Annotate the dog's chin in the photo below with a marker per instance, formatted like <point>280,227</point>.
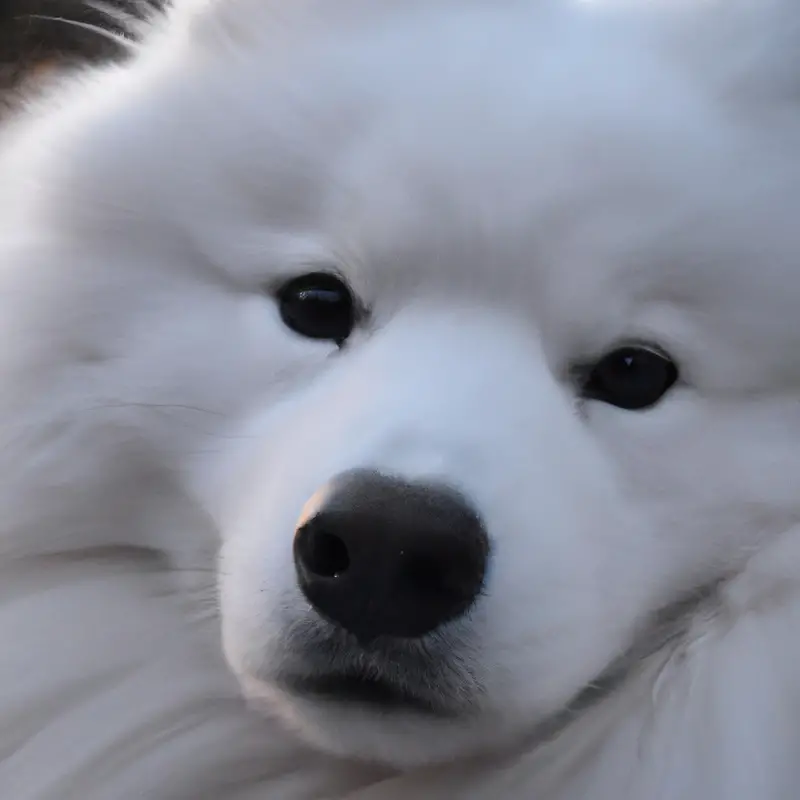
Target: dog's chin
<point>361,718</point>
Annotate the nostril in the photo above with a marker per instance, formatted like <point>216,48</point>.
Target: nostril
<point>322,553</point>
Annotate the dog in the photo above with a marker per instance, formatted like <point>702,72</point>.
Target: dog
<point>401,400</point>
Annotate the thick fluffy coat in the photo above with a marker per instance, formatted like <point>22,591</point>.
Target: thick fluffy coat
<point>512,190</point>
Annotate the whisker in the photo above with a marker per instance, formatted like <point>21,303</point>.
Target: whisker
<point>119,39</point>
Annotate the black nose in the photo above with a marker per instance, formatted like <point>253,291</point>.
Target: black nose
<point>381,557</point>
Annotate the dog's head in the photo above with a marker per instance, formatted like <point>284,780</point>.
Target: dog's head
<point>471,325</point>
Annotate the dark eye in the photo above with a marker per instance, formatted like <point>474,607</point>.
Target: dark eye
<point>318,306</point>
<point>633,378</point>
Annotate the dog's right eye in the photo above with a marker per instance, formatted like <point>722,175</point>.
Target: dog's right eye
<point>318,306</point>
<point>631,378</point>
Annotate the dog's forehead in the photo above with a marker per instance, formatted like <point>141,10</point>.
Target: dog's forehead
<point>441,137</point>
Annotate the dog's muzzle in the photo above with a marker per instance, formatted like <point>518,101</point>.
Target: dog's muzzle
<point>385,564</point>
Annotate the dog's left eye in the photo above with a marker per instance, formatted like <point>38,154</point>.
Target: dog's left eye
<point>632,378</point>
<point>318,306</point>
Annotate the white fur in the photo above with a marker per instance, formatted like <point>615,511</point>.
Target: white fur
<point>511,187</point>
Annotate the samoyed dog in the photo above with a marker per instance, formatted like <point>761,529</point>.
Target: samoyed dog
<point>401,399</point>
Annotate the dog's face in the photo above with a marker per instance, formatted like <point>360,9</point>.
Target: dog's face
<point>476,332</point>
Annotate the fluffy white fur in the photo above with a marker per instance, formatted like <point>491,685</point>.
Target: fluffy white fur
<point>511,187</point>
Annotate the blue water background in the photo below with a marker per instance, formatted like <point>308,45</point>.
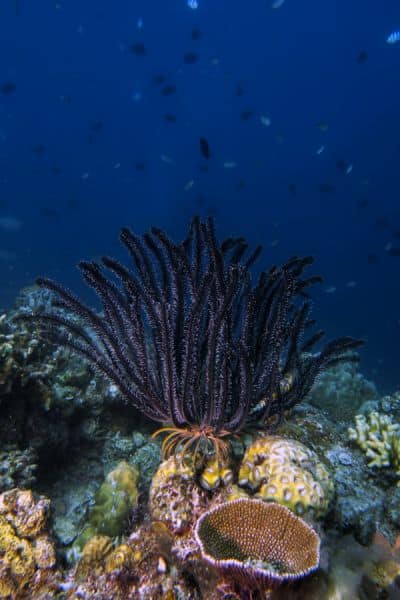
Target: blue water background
<point>72,65</point>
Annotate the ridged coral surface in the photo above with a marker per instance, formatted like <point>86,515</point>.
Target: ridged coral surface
<point>285,471</point>
<point>254,540</point>
<point>25,549</point>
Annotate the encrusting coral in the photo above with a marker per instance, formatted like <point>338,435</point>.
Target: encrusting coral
<point>285,471</point>
<point>175,497</point>
<point>115,499</point>
<point>27,555</point>
<point>379,438</point>
<point>189,340</point>
<point>256,542</point>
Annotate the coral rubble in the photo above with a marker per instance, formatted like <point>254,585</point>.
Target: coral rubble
<point>379,438</point>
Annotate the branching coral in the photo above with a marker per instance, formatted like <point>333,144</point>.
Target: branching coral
<point>379,438</point>
<point>190,341</point>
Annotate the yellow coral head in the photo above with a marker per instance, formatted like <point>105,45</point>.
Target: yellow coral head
<point>257,543</point>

▸ Work instructions: Quote the items verbatim, beginning at the line that contains "Annotate the yellow" and stopping after the final line of the items.

▸ Exercise output:
Annotate the yellow coral head in the photo above with a marker per instance, formatted like <point>105,45</point>.
Target: yellow coral head
<point>257,543</point>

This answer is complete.